___ EXERCISE DATA

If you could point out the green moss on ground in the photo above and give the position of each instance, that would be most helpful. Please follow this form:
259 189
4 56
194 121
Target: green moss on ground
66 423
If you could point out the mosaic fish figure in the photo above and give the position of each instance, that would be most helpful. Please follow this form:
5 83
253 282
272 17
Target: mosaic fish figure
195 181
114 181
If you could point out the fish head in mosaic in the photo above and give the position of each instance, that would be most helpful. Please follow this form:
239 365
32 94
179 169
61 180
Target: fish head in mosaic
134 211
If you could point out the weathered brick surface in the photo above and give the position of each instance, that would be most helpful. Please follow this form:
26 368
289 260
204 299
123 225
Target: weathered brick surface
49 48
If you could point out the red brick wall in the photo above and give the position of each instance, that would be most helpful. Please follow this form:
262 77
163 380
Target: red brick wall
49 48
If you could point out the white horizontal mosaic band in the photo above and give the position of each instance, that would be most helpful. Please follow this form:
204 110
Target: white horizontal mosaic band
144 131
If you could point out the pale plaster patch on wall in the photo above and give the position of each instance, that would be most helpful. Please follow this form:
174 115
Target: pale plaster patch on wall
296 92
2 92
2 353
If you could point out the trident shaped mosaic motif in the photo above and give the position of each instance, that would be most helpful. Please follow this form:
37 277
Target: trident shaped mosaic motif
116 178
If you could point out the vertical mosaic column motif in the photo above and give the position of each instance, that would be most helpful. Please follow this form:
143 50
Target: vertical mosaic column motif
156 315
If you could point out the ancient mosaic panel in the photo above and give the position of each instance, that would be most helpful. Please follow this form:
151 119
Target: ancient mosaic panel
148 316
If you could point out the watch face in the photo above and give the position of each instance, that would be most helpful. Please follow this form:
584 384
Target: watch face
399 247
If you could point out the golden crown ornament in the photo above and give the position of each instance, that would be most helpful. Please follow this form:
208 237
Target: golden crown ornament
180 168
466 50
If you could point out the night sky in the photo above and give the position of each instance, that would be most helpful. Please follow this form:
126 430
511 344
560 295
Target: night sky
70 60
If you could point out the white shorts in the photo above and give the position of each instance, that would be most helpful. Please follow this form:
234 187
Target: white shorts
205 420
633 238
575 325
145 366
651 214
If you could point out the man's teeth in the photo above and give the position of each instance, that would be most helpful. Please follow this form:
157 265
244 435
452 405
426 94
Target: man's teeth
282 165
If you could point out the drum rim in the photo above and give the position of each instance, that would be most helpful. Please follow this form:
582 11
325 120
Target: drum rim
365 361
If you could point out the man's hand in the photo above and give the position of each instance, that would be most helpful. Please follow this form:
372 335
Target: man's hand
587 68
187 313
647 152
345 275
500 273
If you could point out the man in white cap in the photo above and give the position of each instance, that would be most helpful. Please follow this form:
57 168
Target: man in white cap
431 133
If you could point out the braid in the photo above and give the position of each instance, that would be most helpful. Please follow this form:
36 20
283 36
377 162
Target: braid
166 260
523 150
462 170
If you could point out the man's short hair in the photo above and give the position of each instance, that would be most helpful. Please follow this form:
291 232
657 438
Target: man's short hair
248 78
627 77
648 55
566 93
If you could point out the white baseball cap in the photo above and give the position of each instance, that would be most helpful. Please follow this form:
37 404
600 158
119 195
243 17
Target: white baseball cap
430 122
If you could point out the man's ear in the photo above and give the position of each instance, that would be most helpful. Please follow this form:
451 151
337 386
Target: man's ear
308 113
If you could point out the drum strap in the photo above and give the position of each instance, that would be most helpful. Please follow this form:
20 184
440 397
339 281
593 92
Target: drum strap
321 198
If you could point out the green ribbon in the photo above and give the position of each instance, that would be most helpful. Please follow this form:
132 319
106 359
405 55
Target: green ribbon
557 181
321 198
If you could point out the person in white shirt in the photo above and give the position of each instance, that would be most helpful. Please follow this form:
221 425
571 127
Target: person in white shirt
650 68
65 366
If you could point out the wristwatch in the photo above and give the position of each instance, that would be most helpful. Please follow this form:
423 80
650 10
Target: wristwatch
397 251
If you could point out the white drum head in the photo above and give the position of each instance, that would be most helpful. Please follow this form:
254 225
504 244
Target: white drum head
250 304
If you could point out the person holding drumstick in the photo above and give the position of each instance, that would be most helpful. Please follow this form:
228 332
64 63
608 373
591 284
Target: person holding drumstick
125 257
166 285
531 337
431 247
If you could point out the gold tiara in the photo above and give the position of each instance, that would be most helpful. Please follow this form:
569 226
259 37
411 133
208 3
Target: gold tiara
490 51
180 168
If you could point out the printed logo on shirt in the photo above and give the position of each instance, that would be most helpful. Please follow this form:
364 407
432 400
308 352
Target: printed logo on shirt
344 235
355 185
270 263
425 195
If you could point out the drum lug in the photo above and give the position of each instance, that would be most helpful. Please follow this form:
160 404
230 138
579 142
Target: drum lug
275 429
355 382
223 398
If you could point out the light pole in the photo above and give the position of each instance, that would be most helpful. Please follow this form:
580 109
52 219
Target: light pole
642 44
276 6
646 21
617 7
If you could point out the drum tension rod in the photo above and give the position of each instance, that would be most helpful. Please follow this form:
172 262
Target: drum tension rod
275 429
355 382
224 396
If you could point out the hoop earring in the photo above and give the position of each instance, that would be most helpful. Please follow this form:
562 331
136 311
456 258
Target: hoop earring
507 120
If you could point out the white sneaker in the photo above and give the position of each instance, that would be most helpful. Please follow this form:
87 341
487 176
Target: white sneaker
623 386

______

# ABOUT THIS EXERCISE
Set down every entry again, exactly as written.

# SOLVED PROBLEM
If you could point out the green moss on ground in the photo above and give the position of each instance, that would be most helpful. Please follow this form:
259 189
4 56
194 121
Target: green moss on ground
66 423
If you could point out the mosaic fish figure in the photo above and give the position of each instance, that would be most helpful. Please follow this form:
5 83
253 282
272 17
Target: mosaic fish figure
195 181
114 181
If you could point out the fish head in mosaic in the photo above and give the position of each instance, that would be most helpful. Please follow this form:
239 365
32 94
179 169
61 180
Target: fish head in mosaic
134 211
If you could point out the weathered brick surface in the photo above and give the position of each instance, that would be most helpful. Please follow this form:
26 368
289 260
204 299
123 225
Target: weathered brick surface
49 48
If you could point out the red brick wall in the photo above and give the position of each instance, that would be most helpful. Please follow this form:
262 77
163 380
Target: red brick wall
49 48
If you could point out the white horizontal mosaic band in the photo above and give the position of each instance, that would be most helpful. Please follow this form:
204 110
Target: white horizontal mosaic band
144 131
If you could point out the pale plaster patch on wall in the photo above and give the position of each instance, that would be most helpful. Please follow this form:
174 115
Target: pale plaster patch on wall
296 92
2 92
2 353
If you could point out the trident shaped mosaic motif in the photo above and give the position of each instance, that would be most helpful. Please follow this form:
37 277
Target: trident shaped mosaic motif
116 178
If you could point out the vertical mosaic column motif in the photo above and give the position of each instance, that would be most helpful. Please follow this form:
143 50
Target: vertical mosaic column motif
156 315
If you could point out the ancient mosaic panel in the photo above and give the position of each instance, that would be most helpful. Please follow this form:
151 119
Target: ancient mosaic panel
148 316
If you could point out the watch face in the photo above and give the position of each instance, that would be most helpful. Please follow this form:
584 384
Target: watch face
399 247
If you could point out the golden crown ornament in the photo above and give the position of each instance, that would be most helpful. Please follow this form:
208 237
Target: golden crown ornament
180 168
466 50
If you could point out the night sky in the photo above and give the position of each instance, that would be most helpful. Please follow this form:
126 430
511 344
560 295
Target: night sky
70 60
If you could point out the white shorts in the photo above and give the position of each instance, that would be most helpful. Please follow this form:
234 187
Target: white shorts
205 420
633 238
575 325
145 366
651 214
If you could point out the man's teeth in the photo above and give the position of each instance, that would be most helpful. Please follow this form:
157 265
244 435
452 405
426 94
Target: man's teeth
282 165
If you could point out the drum rim in the photo above and give the position of each instance, that would be most helpful. Please follow this form:
582 11
325 120
Target: drum rim
365 361
If you could point out the man's hand in the photo above and give the position of each instance, that would be most helpful. Please follow this form:
372 335
Target: man's hand
587 68
187 313
647 152
345 275
500 273
If you could point out the man in white cap in the photo above and give the position of each instance, that would be most helpful. Please follow this form:
57 168
Target: man in white cap
431 133
If you could point out the braid in the photo above and give the position of each instance, that would be most helpful. Please follow this form:
36 20
283 36
377 162
Target: braid
166 260
523 150
462 170
If you could point out the man's short hair in the photo above and give the position of each instance, that would be most helpful. Please follow this form:
291 232
657 438
Target: man's short hair
248 78
627 77
648 55
566 93
If you could point out the white baseball cap in the photo above and give the position of each instance, that would be most helpful. Please follow this form:
37 404
600 158
119 195
243 17
Target: white baseball cap
430 122
If you could point out the man's ear in the photo above and give the position of each instance, that would be most helpful. Please follow this form:
451 151
337 386
Target: man's ear
308 113
If you could point out the drum strap in the photo above and give the position of each instance, that would be most helpful. Please follow this form:
20 184
440 397
339 281
593 92
Target: drum strap
321 198
If you could point out the green ribbon in the photo above and give the position of each instance, that would be most helpful. Please follow this form:
132 319
106 359
405 55
Target: green ribbon
557 181
321 198
If you could point out the person in white shirt in the photo above and give the position of each instance, that would be most helpful. Please follow this form:
221 425
571 127
Target: person in white shirt
650 68
65 366
If you could point out the wristwatch in the photo above and give the position of each instance, that would be most helpful. Please follow this form:
423 80
650 10
Target: wristwatch
397 251
If you could point out the white drum head in the photo above and give the position of each instance, that would be most helpful. Please follow this form:
254 225
504 244
Target: white drum head
250 304
If you could point out the person holding drumstick in the photo above and give the position of each instance, that would be most helpful. Please follow this form:
228 332
64 63
608 373
591 284
Target: person holding drumstick
125 257
166 285
531 337
431 247
If you could point out the gold tiara in the photo above and give the position of each instance, that would be most helpful. Please follow this form:
569 226
259 37
411 133
208 3
Target: gold tiara
490 51
180 168
If you could point out the printed logo on shirt in the photo above and give the position of each instance, that would be most helpful. Please follow this form:
364 407
432 400
308 352
Target: printed logo on shirt
344 235
355 185
270 263
425 195
If you could point out the drum lug in the photo above and give the position of each instance, that would be most helpful. Please follow this form:
160 404
230 138
579 142
Target: drum lug
275 429
355 382
223 398
If you could point out the light pole in the photo above and give the position of each instance, that would be most helpful. Please follow this form:
580 109
52 219
Target: light pole
642 44
276 6
646 21
617 7
If you could point out the drum tension rod in the photo above and give the position of each instance, that would be most helpful. Please follow this form:
172 262
Target: drum tension rod
275 429
355 382
224 396
If you could point out the hoop earring in the photo above and give the position of each instance, that would be most helpful. Please follow this form:
562 331
136 311
456 258
Target: hoop earring
507 120
If you could point out the white sneaker in the photo above and give the position of each instance, that would be most helpful. Please follow this form:
87 341
487 176
Target: white sneaker
623 386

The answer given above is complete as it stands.